## What you will do
Can you rename "stone" to "granite" in the rows below, from the line that contains "Identify a point on every instance of the pale" through the end of the rows, and return only those lines with everything else unchanged?

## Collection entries
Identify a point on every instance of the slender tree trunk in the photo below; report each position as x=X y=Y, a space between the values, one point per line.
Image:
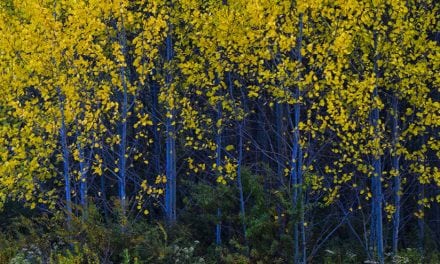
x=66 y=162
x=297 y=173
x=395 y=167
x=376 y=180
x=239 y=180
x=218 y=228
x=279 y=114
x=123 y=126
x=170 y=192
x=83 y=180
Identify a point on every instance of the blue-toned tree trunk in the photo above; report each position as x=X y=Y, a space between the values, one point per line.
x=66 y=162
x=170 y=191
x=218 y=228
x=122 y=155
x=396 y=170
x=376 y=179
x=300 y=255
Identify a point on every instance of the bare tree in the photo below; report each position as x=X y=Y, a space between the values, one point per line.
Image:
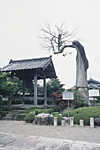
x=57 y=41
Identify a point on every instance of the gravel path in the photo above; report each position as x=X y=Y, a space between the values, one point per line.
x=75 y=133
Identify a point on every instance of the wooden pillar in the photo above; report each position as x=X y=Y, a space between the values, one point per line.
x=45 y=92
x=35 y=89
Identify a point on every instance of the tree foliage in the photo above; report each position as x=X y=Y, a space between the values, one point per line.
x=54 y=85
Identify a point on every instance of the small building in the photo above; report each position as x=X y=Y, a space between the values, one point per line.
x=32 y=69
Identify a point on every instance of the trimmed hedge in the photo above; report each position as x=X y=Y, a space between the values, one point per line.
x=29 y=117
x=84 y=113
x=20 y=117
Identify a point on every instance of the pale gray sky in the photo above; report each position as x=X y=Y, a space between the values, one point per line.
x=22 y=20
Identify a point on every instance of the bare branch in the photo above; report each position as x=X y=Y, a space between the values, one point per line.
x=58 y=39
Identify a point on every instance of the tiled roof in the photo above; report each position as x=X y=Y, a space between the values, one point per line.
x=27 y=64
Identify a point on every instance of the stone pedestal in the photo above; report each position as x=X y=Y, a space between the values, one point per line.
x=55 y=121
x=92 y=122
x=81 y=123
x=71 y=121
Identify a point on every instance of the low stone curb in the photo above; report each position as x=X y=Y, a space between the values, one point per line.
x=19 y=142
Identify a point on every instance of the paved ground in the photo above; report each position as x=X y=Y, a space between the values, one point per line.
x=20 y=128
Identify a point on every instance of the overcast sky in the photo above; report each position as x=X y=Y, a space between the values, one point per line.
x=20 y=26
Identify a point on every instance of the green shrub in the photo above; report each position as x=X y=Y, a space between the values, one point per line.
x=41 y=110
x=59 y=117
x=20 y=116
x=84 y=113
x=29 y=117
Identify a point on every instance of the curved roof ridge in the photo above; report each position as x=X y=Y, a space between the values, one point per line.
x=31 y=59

## Exercise result
Identify a point on every instance of the pale gray sky in the photo above; report each position as x=X y=Y, a space between the values, one point per line.
x=22 y=20
Identify a point on every instance of the bare branch in the photo above; report each position as x=X y=Y, a space between the values, one point per line.
x=58 y=39
Identify a point on every instance of the tiled roof in the photo above; report each position as x=X y=Y, a space between the values, one point per line.
x=27 y=64
Identify a point on every instance of the granite pedestal in the photo above; report each position as x=X y=Y, a space between the values, one point per line.
x=55 y=121
x=92 y=122
x=81 y=123
x=71 y=121
Identify a point on every instance of the low granite curb in the photo above; report each position as x=X y=Y, a space between the values, one point per line.
x=19 y=142
Identify a point on every instance of the paved ground in the photo above; report each position as x=X y=Y, a space between the values, one point per line.
x=20 y=128
Identify a point on every instance of the overcast sky in the photo above; report each position as x=X y=Y, a space between the values, one point per line.
x=20 y=26
Identify a point on every instance of the green shrub in the photo above; report each position as x=X y=Y, a space between the values, one point per line.
x=41 y=110
x=59 y=117
x=20 y=116
x=84 y=113
x=29 y=117
Identify a point on every instance of the curved roof ridge in the photo above; report each position as x=X y=Y, a space between the values, one point per line.
x=31 y=59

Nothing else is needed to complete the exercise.